Could you reproduce everything from the start of the lines down to the line containing "290L227 301L256 328L275", replacing "rough mask" with "coarse mask" and changing nothing else? Leave the pictures out.

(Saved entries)
○ ○ ○ ○ ○ ○ ○
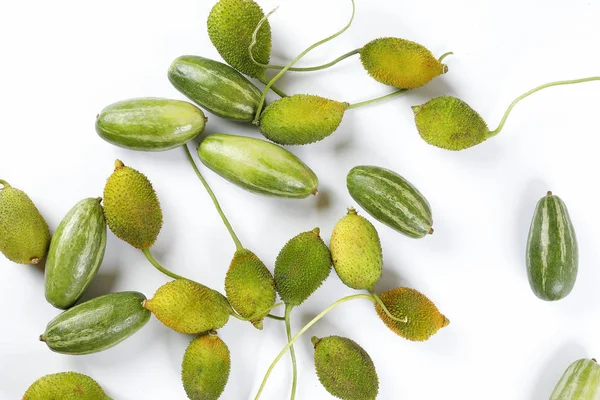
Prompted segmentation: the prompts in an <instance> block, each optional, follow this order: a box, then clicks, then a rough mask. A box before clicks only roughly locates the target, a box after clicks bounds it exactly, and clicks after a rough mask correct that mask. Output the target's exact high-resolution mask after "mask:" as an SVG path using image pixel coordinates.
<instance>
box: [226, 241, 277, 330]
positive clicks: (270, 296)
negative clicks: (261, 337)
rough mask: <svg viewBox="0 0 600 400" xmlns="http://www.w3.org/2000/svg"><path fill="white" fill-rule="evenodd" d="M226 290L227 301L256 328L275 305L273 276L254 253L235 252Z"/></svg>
mask: <svg viewBox="0 0 600 400" xmlns="http://www.w3.org/2000/svg"><path fill="white" fill-rule="evenodd" d="M225 293H226V294H227V300H229V304H231V306H232V307H233V308H234V310H236V311H237V312H238V313H239V314H240V315H241V316H242V317H244V318H247V319H249V320H250V322H252V323H253V324H254V326H256V327H257V328H258V329H262V320H263V318H264V317H265V315H267V314H268V313H269V312H270V309H271V307H272V306H273V304H275V298H276V297H277V294H276V292H275V282H274V281H273V275H271V272H270V271H269V270H268V269H267V267H266V266H265V264H264V263H263V262H262V261H261V260H260V259H259V258H258V257H257V256H256V254H254V253H253V252H251V251H249V250H246V249H241V250H237V251H236V252H235V255H234V256H233V259H232V260H231V265H230V266H229V270H228V271H227V275H226V276H225Z"/></svg>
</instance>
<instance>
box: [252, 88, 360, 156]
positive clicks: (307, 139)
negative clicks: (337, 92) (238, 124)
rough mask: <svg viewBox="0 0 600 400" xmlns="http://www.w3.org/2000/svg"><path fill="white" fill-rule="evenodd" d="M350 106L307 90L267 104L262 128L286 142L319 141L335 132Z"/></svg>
mask: <svg viewBox="0 0 600 400" xmlns="http://www.w3.org/2000/svg"><path fill="white" fill-rule="evenodd" d="M348 107H349V104H348V103H341V102H339V101H335V100H329V99H326V98H323V97H319V96H313V95H308V94H295V95H293V96H288V97H283V98H281V99H279V100H276V101H274V102H273V103H271V104H269V105H268V106H267V108H265V110H264V111H263V113H262V114H261V117H260V131H261V133H262V134H263V135H264V136H265V137H266V138H267V139H269V140H271V141H273V142H275V143H279V144H283V145H302V144H310V143H314V142H318V141H320V140H323V139H325V138H326V137H327V136H329V135H331V134H332V133H333V132H335V130H336V129H337V128H338V126H340V124H341V123H342V118H343V117H344V113H345V112H346V110H347V109H348Z"/></svg>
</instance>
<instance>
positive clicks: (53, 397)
mask: <svg viewBox="0 0 600 400" xmlns="http://www.w3.org/2000/svg"><path fill="white" fill-rule="evenodd" d="M23 400H112V399H111V398H110V397H108V396H107V395H106V393H104V390H102V387H100V385H99V384H98V383H97V382H96V381H95V380H93V379H92V378H90V377H89V376H87V375H83V374H79V373H77V372H59V373H58V374H51V375H46V376H44V377H42V378H40V379H38V380H37V381H35V382H33V384H32V385H31V386H30V387H29V389H27V391H26V392H25V394H24V395H23Z"/></svg>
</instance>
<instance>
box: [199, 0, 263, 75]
mask: <svg viewBox="0 0 600 400" xmlns="http://www.w3.org/2000/svg"><path fill="white" fill-rule="evenodd" d="M264 16H265V14H264V13H263V11H262V9H261V8H260V6H259V5H258V4H257V3H256V2H255V1H253V0H219V2H217V4H215V6H214V7H213V9H212V11H211V12H210V15H209V16H208V24H207V25H208V36H209V37H210V41H211V42H212V44H213V45H214V46H215V48H216V49H217V51H218V52H219V54H220V55H221V57H223V59H224V60H225V62H227V64H229V65H231V66H232V67H233V68H235V69H237V70H238V71H240V72H241V73H243V74H246V75H248V76H250V77H252V78H258V79H259V80H262V81H265V80H266V78H265V68H264V67H262V66H259V65H256V64H255V63H254V62H253V61H252V58H251V57H250V53H249V51H248V48H249V47H250V43H251V42H252V34H253V33H254V30H255V29H256V27H257V26H258V24H259V22H260V21H261V20H262V19H263V17H264ZM252 55H253V56H254V59H255V60H256V61H257V62H259V63H262V64H268V63H269V58H270V57H271V26H270V25H269V21H268V20H266V21H264V23H263V24H262V26H261V27H260V29H259V30H258V33H257V36H256V45H255V46H254V48H253V49H252Z"/></svg>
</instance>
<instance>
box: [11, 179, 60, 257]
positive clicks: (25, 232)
mask: <svg viewBox="0 0 600 400" xmlns="http://www.w3.org/2000/svg"><path fill="white" fill-rule="evenodd" d="M0 184H1V185H3V187H2V189H0V252H2V254H4V256H5V257H6V258H8V259H9V260H10V261H12V262H15V263H18V264H37V263H39V262H40V261H41V260H42V259H43V258H44V257H45V256H46V253H47V251H48V246H49V245H50V230H49V229H48V224H47V223H46V221H45V220H44V217H42V215H41V214H40V212H39V211H38V209H37V207H36V206H35V204H33V201H31V199H30V198H29V196H27V194H25V192H23V191H22V190H19V189H16V188H14V187H12V186H10V185H9V184H8V182H6V181H4V180H1V179H0Z"/></svg>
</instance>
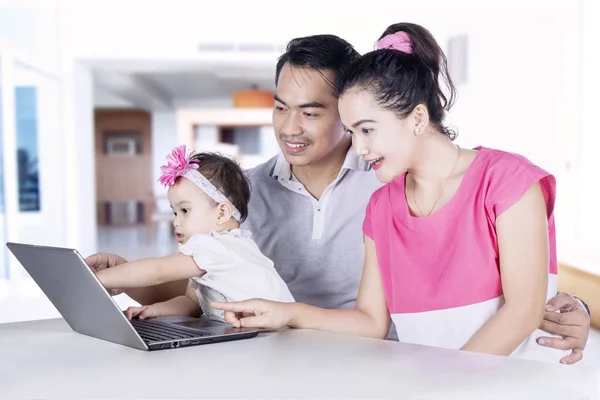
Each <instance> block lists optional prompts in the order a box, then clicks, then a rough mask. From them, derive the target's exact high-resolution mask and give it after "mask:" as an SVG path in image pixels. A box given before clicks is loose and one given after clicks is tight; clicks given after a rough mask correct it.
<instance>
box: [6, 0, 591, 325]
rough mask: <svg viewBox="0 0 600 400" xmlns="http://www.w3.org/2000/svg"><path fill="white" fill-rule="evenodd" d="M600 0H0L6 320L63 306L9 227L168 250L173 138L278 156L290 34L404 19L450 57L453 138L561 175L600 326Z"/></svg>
mask: <svg viewBox="0 0 600 400" xmlns="http://www.w3.org/2000/svg"><path fill="white" fill-rule="evenodd" d="M597 3H598V2H597V1H594V0H578V1H575V0H573V1H552V0H519V1H512V0H489V1H486V2H479V1H475V0H473V1H467V0H464V1H459V0H455V1H441V0H440V1H434V0H422V1H419V2H415V1H401V0H394V1H385V0H371V1H370V2H369V3H368V5H366V6H365V7H360V6H357V7H352V8H351V7H348V6H344V3H342V2H337V1H329V2H324V1H321V2H318V1H311V0H305V1H303V2H302V3H289V4H288V3H281V2H275V1H267V0H253V1H227V2H206V1H184V0H169V1H163V0H153V1H151V2H150V1H145V2H143V1H137V0H120V1H113V0H102V1H99V0H79V1H68V0H43V1H42V0H39V1H26V0H19V1H16V0H15V1H9V0H0V242H2V246H0V322H6V321H16V320H27V319H36V318H48V317H54V316H57V315H58V314H57V312H56V310H55V309H54V307H53V306H52V305H51V304H50V303H49V302H48V301H47V300H46V298H45V297H44V296H43V294H42V293H41V292H40V291H39V289H38V288H37V286H36V285H35V283H34V282H32V280H31V279H30V278H29V277H28V276H27V274H26V273H25V272H24V271H23V270H22V268H21V266H20V265H19V264H18V262H16V260H15V259H14V258H13V257H12V256H11V255H10V254H9V253H8V252H7V251H6V248H5V246H4V243H5V242H6V241H17V242H26V243H35V244H44V245H53V246H65V247H71V248H76V249H78V250H79V251H80V252H81V254H82V255H84V256H86V255H89V254H92V253H94V252H97V251H106V252H113V253H117V254H120V255H122V256H124V257H126V258H137V257H147V256H160V255H165V254H169V253H170V252H173V251H174V250H176V246H175V241H174V240H173V238H172V237H171V230H170V221H171V215H170V212H169V207H168V204H166V201H165V194H166V192H165V190H164V188H162V187H161V186H160V185H159V184H158V182H157V179H158V176H159V172H160V169H159V167H160V165H161V164H162V163H163V162H164V159H165V156H166V154H167V153H168V152H169V151H170V150H171V149H172V148H173V147H174V146H176V145H180V144H188V145H189V146H191V147H193V148H196V149H197V150H218V151H221V152H224V153H227V154H230V155H232V156H234V157H236V158H238V159H239V160H240V162H241V163H242V165H243V166H244V167H252V166H254V165H256V164H258V163H261V162H263V161H266V160H267V159H268V158H270V157H272V156H273V155H275V154H277V152H278V146H277V143H276V141H275V139H274V135H273V130H272V127H271V109H272V105H273V93H272V92H273V90H274V70H275V63H276V60H277V57H278V56H279V55H280V54H281V53H282V52H283V50H284V48H285V45H286V44H287V42H288V41H289V40H290V39H292V38H294V37H297V36H304V35H310V34H317V33H331V34H336V35H339V36H341V37H343V38H345V39H346V40H348V41H349V42H351V43H352V44H353V45H354V46H355V47H356V49H357V50H358V51H359V52H361V53H363V52H367V51H370V50H372V49H373V46H374V43H375V41H376V39H377V38H378V37H379V35H380V34H381V32H383V30H384V29H385V28H386V27H387V26H388V25H389V24H391V23H395V22H402V21H408V22H416V23H419V24H421V25H424V26H425V27H426V28H428V29H429V30H431V32H432V33H433V34H434V36H435V37H436V38H437V39H438V41H439V43H440V45H441V46H442V48H443V49H444V51H445V52H446V54H447V56H448V60H449V65H450V71H451V74H452V76H453V78H454V80H455V83H456V84H457V87H458V90H459V97H458V102H457V105H456V106H455V108H454V109H453V111H452V113H451V114H450V116H449V120H448V122H449V123H450V124H451V125H453V126H455V127H457V128H458V131H459V136H458V139H457V142H458V143H459V144H460V145H461V146H463V147H473V146H477V145H484V146H487V147H495V148H498V149H504V150H508V151H514V152H519V153H522V154H524V155H526V156H527V157H529V158H530V159H531V160H532V161H534V162H536V163H538V164H539V165H541V166H542V167H544V168H546V169H547V170H549V171H550V172H552V173H553V174H555V176H556V177H557V180H558V199H557V206H556V218H557V230H558V252H559V258H560V261H561V272H560V285H561V289H562V290H566V291H569V292H570V293H574V294H578V295H580V296H581V297H582V298H584V299H585V300H586V301H587V302H588V304H589V305H590V306H591V308H592V317H593V318H594V319H593V321H594V323H595V324H596V326H600V318H599V317H600V246H599V243H600V232H599V230H598V228H597V227H598V226H600V212H598V206H597V199H598V198H599V195H600V184H599V183H598V174H600V155H598V149H599V145H600V135H599V133H600V132H599V129H598V126H599V125H598V123H597V121H596V116H597V114H596V113H597V112H598V109H599V108H600V107H599V106H600V98H599V96H598V93H600V77H599V75H598V71H600V50H599V49H600V25H599V24H597V21H600V7H599V6H598V4H597ZM286 7H289V8H286ZM119 301H120V302H124V303H126V302H127V301H129V300H128V299H126V298H125V299H123V298H120V299H119Z"/></svg>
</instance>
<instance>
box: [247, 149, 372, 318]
mask: <svg viewBox="0 0 600 400" xmlns="http://www.w3.org/2000/svg"><path fill="white" fill-rule="evenodd" d="M247 175H248V178H249V180H250V184H251V189H252V195H251V196H250V205H249V212H248V219H247V220H246V221H245V222H244V224H243V228H244V229H248V230H250V231H252V237H253V239H254V241H255V242H256V243H257V244H258V247H259V248H260V249H261V250H262V252H263V253H264V254H265V255H266V256H267V257H269V258H270V259H271V260H273V262H274V263H275V268H276V269H277V271H278V272H279V274H280V275H281V277H282V278H283V280H284V281H285V282H286V283H287V284H288V287H289V289H290V291H291V292H292V294H293V295H294V297H295V298H296V301H298V302H302V303H308V304H312V305H314V306H318V307H323V308H352V307H354V304H355V302H356V297H357V294H358V287H359V284H360V279H361V276H362V269H363V262H364V247H363V246H364V245H363V233H362V223H363V219H364V217H365V210H366V208H367V203H368V202H369V199H370V197H371V194H373V192H374V191H375V190H377V189H378V188H379V187H381V185H382V184H381V183H380V182H379V181H378V180H377V178H376V177H375V174H374V173H373V172H372V171H371V170H370V166H369V165H368V164H366V163H364V162H363V161H362V160H361V159H360V158H358V157H357V156H356V155H355V153H354V150H353V149H352V148H350V150H349V151H348V154H347V155H346V159H345V161H344V164H343V166H342V169H341V171H340V173H339V175H338V177H337V178H336V179H335V181H334V182H332V183H331V185H329V186H328V187H327V189H326V190H325V192H324V193H323V196H321V198H320V199H319V200H317V199H315V198H314V197H313V196H312V195H311V194H310V193H309V192H308V191H307V190H306V189H305V188H304V185H302V184H301V183H300V182H299V181H298V180H297V179H296V178H295V177H294V175H293V174H292V173H291V170H290V165H289V163H288V162H287V161H286V160H285V158H284V157H283V155H282V154H279V155H278V156H276V157H273V158H272V159H270V160H269V161H267V162H266V163H264V164H261V165H259V166H257V167H255V168H252V169H250V170H248V171H247Z"/></svg>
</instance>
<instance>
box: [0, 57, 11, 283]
mask: <svg viewBox="0 0 600 400" xmlns="http://www.w3.org/2000/svg"><path fill="white" fill-rule="evenodd" d="M1 65H2V63H1V62H0V67H1ZM3 140H4V136H3V135H2V70H1V69H0V280H2V279H8V270H9V269H8V263H7V258H6V248H5V246H4V243H5V242H6V240H5V222H4V213H5V209H4V164H3V162H4V160H3V157H2V155H3V153H2V151H3Z"/></svg>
○ ○ ○ ○ ○ ○ ○
Solution:
Prompted segmentation: the prompts in an <instance> block, each optional, follow this order: a box, then clicks, then a coarse mask. A box before clicks only roughly locates the target, a box after clicks bounds it exactly, and clicks after a coarse mask correct that mask. Output the target's exact high-resolution mask after "mask:" as an SVG path using image pixel coordinates.
<instance>
box: [226, 241, 277, 330]
positive clicks: (270, 296)
negative clicks: (261, 337)
coarse mask: <svg viewBox="0 0 600 400" xmlns="http://www.w3.org/2000/svg"><path fill="white" fill-rule="evenodd" d="M226 290L227 301L256 328L275 305L273 276L254 253L235 252Z"/></svg>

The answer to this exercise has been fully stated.